Your assignment =>
Word for word, reproduce every record in the listing below.

Data under study =>
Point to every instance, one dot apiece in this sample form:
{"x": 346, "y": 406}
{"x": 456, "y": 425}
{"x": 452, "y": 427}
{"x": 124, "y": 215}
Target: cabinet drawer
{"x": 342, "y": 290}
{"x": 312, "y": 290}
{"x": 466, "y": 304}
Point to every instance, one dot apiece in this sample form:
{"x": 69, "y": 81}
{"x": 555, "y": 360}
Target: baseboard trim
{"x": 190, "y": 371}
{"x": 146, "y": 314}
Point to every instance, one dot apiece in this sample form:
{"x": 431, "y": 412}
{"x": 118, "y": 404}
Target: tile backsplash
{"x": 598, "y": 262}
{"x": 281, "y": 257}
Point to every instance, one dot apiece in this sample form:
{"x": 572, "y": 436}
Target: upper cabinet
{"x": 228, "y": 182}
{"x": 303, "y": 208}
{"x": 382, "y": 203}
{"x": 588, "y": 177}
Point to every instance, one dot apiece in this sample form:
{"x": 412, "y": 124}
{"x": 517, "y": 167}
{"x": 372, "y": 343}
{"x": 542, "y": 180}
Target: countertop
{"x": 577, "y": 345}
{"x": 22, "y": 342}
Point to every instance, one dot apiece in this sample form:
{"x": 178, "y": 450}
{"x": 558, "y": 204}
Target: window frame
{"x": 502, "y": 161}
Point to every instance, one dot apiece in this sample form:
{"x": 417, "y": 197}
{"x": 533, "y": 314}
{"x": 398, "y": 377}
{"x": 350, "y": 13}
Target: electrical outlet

Result of the task =>
Point to every instance, one dot apiece in this sample form:
{"x": 346, "y": 406}
{"x": 456, "y": 425}
{"x": 452, "y": 427}
{"x": 124, "y": 215}
Target: cabinet drawer
{"x": 342, "y": 290}
{"x": 312, "y": 290}
{"x": 466, "y": 304}
Point to every instance, one dot apiece in this sample form:
{"x": 69, "y": 81}
{"x": 555, "y": 360}
Target: baseboard trim
{"x": 190, "y": 371}
{"x": 146, "y": 314}
Point to every instance, one dot apiece in this sample form:
{"x": 431, "y": 412}
{"x": 118, "y": 404}
Target: tile backsplash
{"x": 598, "y": 262}
{"x": 281, "y": 257}
Point to every instance, one dot apiece in this sample form:
{"x": 572, "y": 436}
Target: upper cabinet
{"x": 228, "y": 182}
{"x": 303, "y": 208}
{"x": 382, "y": 203}
{"x": 588, "y": 177}
Point to every instance, one dot apiece in this sample form:
{"x": 412, "y": 124}
{"x": 517, "y": 167}
{"x": 372, "y": 343}
{"x": 542, "y": 180}
Target: countertop
{"x": 577, "y": 345}
{"x": 22, "y": 342}
Point to every instance, one dot apiece in this sample form:
{"x": 178, "y": 450}
{"x": 558, "y": 204}
Target: window frame
{"x": 502, "y": 161}
Point to every instance, one dot apiece in this sample form:
{"x": 417, "y": 197}
{"x": 533, "y": 314}
{"x": 398, "y": 377}
{"x": 350, "y": 13}
Target: electrical outlet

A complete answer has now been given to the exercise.